É abraçada ao Direito que a igualdade de gênero avança e se fortalece no campo de disputa de poder próprio de um sistema social patriarcalista. Para a diretora do Centro de Ciências Jurídicas da Universidade de Fortaleza, Katherinne Mihaliuc, sem o reconhecimento legal dos direitos cidadãos e, em particular, das mulheres como sujeitos de direito, não teria sido possível vê-las, em um gráfico crescente, galgando postos de liderança e cargos de gestão no mercado de trabalho. “Ainda tem chão a se percorrer, mesmo diante do reconhecimento social e valorização do trabalho da mulher na atualidade. Basta que falemos em paridade salarial em relação aos homens, por exemplo, para além da paridade de gênero no Brasil e mundo”, provoca.

-- Tarefas a realizar --
- a) Liste os nomes próprios de pessoas, instituições e países presentes no texto sobre igualdade de gênero.
- b) Prossiga com o texto sobre igualdade de gênero a partir da última frase.

-- Listagem fornecida --
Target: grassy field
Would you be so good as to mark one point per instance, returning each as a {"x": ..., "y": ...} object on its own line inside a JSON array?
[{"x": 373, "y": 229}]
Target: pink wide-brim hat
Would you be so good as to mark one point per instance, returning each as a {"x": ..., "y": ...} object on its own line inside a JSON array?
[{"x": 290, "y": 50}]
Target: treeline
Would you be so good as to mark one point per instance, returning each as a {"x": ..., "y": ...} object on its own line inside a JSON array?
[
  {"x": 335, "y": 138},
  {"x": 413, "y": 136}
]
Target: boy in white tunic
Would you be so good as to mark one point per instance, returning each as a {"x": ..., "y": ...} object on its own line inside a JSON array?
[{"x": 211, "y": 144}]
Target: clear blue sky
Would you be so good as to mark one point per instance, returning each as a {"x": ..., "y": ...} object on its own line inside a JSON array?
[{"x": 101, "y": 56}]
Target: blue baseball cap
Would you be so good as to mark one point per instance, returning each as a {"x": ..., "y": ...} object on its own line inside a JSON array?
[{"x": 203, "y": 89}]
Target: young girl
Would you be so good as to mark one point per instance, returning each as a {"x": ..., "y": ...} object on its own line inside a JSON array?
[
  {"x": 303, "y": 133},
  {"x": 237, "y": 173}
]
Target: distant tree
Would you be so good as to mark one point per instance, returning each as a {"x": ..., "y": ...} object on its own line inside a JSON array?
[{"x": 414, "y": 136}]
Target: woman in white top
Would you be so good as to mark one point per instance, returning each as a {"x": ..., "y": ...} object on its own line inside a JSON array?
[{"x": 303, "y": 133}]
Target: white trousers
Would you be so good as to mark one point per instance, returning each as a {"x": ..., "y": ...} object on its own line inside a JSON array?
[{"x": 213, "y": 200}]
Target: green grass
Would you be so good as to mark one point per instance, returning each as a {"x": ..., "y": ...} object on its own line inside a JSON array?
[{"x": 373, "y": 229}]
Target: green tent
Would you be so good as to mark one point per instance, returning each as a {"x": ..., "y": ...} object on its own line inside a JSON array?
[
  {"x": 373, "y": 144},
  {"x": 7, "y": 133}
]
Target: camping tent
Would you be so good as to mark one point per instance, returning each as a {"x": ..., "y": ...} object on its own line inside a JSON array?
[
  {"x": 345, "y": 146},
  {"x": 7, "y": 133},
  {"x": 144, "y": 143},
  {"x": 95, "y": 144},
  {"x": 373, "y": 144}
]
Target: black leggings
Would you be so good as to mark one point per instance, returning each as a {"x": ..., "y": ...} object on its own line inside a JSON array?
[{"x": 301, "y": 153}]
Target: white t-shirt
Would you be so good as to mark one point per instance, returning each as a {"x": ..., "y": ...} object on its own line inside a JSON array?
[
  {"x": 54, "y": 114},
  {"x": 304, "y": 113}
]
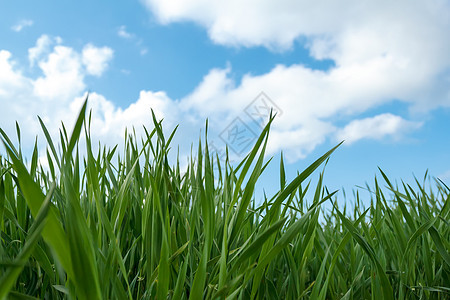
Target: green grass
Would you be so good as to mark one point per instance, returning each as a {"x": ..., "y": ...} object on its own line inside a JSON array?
[{"x": 115, "y": 226}]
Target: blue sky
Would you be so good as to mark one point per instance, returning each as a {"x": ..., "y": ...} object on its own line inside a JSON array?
[{"x": 376, "y": 74}]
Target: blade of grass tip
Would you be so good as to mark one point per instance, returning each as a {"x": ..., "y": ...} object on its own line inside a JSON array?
[
  {"x": 319, "y": 277},
  {"x": 435, "y": 236},
  {"x": 49, "y": 142},
  {"x": 53, "y": 233},
  {"x": 388, "y": 292},
  {"x": 8, "y": 143},
  {"x": 283, "y": 241},
  {"x": 20, "y": 296},
  {"x": 76, "y": 130},
  {"x": 336, "y": 254},
  {"x": 301, "y": 177},
  {"x": 257, "y": 243},
  {"x": 179, "y": 286},
  {"x": 282, "y": 173},
  {"x": 12, "y": 273}
]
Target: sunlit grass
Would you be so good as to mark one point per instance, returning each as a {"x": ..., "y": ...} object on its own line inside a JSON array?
[{"x": 109, "y": 226}]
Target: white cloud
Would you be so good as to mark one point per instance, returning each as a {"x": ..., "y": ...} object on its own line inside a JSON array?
[
  {"x": 62, "y": 75},
  {"x": 123, "y": 33},
  {"x": 22, "y": 24},
  {"x": 378, "y": 127},
  {"x": 42, "y": 47},
  {"x": 381, "y": 50},
  {"x": 96, "y": 59}
]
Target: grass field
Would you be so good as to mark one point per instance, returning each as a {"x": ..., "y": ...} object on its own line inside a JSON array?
[{"x": 115, "y": 226}]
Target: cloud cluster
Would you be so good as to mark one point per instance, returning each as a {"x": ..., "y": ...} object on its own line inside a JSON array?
[
  {"x": 62, "y": 71},
  {"x": 22, "y": 24},
  {"x": 382, "y": 51}
]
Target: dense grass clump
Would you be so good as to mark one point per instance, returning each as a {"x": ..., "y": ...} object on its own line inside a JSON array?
[{"x": 108, "y": 226}]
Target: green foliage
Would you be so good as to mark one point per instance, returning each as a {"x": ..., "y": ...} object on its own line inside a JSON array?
[{"x": 138, "y": 228}]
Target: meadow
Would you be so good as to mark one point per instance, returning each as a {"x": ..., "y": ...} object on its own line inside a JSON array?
[{"x": 128, "y": 225}]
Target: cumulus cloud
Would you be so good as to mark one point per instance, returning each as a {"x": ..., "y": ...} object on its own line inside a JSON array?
[
  {"x": 379, "y": 127},
  {"x": 42, "y": 47},
  {"x": 123, "y": 33},
  {"x": 96, "y": 59},
  {"x": 62, "y": 72},
  {"x": 381, "y": 51},
  {"x": 22, "y": 24}
]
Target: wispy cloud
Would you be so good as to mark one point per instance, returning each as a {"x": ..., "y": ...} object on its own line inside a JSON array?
[
  {"x": 22, "y": 24},
  {"x": 123, "y": 33},
  {"x": 379, "y": 127}
]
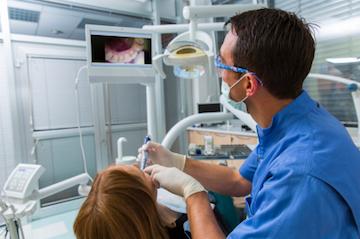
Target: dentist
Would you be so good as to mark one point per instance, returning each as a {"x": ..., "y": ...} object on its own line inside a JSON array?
[{"x": 302, "y": 178}]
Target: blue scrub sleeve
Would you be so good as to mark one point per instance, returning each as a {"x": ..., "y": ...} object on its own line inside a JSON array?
[
  {"x": 247, "y": 170},
  {"x": 290, "y": 206}
]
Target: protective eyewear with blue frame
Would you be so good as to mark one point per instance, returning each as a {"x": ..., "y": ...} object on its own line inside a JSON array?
[{"x": 221, "y": 65}]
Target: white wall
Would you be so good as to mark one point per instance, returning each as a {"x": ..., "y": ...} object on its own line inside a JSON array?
[
  {"x": 45, "y": 71},
  {"x": 7, "y": 159}
]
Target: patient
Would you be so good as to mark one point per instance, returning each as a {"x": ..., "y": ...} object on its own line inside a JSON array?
[{"x": 122, "y": 204}]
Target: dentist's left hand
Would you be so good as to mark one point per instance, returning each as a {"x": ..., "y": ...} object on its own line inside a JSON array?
[{"x": 174, "y": 180}]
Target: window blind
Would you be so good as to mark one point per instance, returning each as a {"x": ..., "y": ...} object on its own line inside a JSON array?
[{"x": 342, "y": 18}]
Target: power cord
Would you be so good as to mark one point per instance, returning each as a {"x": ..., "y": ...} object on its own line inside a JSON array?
[{"x": 78, "y": 119}]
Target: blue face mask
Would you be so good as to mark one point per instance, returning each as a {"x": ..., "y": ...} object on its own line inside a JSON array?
[{"x": 225, "y": 91}]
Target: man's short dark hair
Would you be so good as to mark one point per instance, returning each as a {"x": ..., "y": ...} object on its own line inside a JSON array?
[{"x": 277, "y": 46}]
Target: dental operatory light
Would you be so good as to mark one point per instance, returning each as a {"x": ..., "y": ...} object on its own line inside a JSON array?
[
  {"x": 191, "y": 58},
  {"x": 343, "y": 60},
  {"x": 188, "y": 60}
]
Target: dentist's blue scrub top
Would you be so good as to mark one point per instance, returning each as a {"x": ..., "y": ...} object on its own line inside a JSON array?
[{"x": 305, "y": 176}]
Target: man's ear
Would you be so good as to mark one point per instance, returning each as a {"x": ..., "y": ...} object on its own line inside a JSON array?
[{"x": 252, "y": 85}]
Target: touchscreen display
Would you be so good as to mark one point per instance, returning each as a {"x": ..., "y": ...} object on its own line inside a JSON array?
[{"x": 120, "y": 50}]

-- Respostas por tarefa --
- a) Katherinne Mihaliuc; Centro de Ciências Jurídicas; Universidade de Fortaleza; Brasil

- b)
Por direitos iguais, o próprio Judiciário também teve que se rever. “Por muito tempo a área jurídica foi espaço eminentemente masculino. Há 20, 25 anos ainda era assim. E a igualdade de gênero passa por representatividade. É você olhar para determinadas instituições, como os Tribunais Superiores, por exemplo, e conseguir vislumbrar figuras femininas. Hoje isso acontece, os tribunais vêm buscando a paridade de gênero, o que é muito importante porque estimula outras mulheres a seguirem com seus processos de capacitação e qualificação em busca de espaços de destaque”, ilustra Katherinne.

E se as mulheres podem, merecem e têm direito de concorrer em condições e status de igualdade em relação aos homens no mercado de trabalho, há de se também protegê-las do ponto de vista legal a fim de criminalizar e penalizar aqueles que desrespeitam seus direitos fundamentais.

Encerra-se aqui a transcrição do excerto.